=== Text excerpt ===
BRAD HORRIGAN/HARTFORD COURANT VIA ASSOCIATED PRESS
                                Richard Dabate, of Ellington, appears at his pre-trial hearing at Rockville Superior Court, in May 2017, in Vernon, Conn. Dabate, 46, of Ellington, was convicted by a jury in May of murder and other charges. He maintains his innocence and intends to appeal the verdicts, his lawyer, Trent LaLima, said after the hearing at Rockville Superior Court.

BRAD HORRIGAN/HARTFORD COURANT VIA ASSOCIATED PRESS

Richard Dabate, of Ellington, appears at his pre-trial hearing at Rockville Superior Court, in May 2017, in Vernon, Conn. Dabate, 46, of Ellington, was convicted by a jury in May of murder and other charges. He maintains his innocence and intends to appeal the verdicts, his lawyer, Trent LaLima, said after the hearing at Rockville Superior Court.

ROCKVILLE, Conn. >> A Connecticut man was sentenced Thursday to 65 years in prison for the 2015 killing of his wife, who prosecutors say was wearing a Fitbit exercise activity tracker with data that contradicted his statements to police.
===
Please state the prison term the Connecticut man received, according to the news excerpt above.
=== Provided data ===
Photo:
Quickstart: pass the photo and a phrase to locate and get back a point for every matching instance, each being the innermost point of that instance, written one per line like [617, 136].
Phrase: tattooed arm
===
• [Answer to the task] 65 years in prison.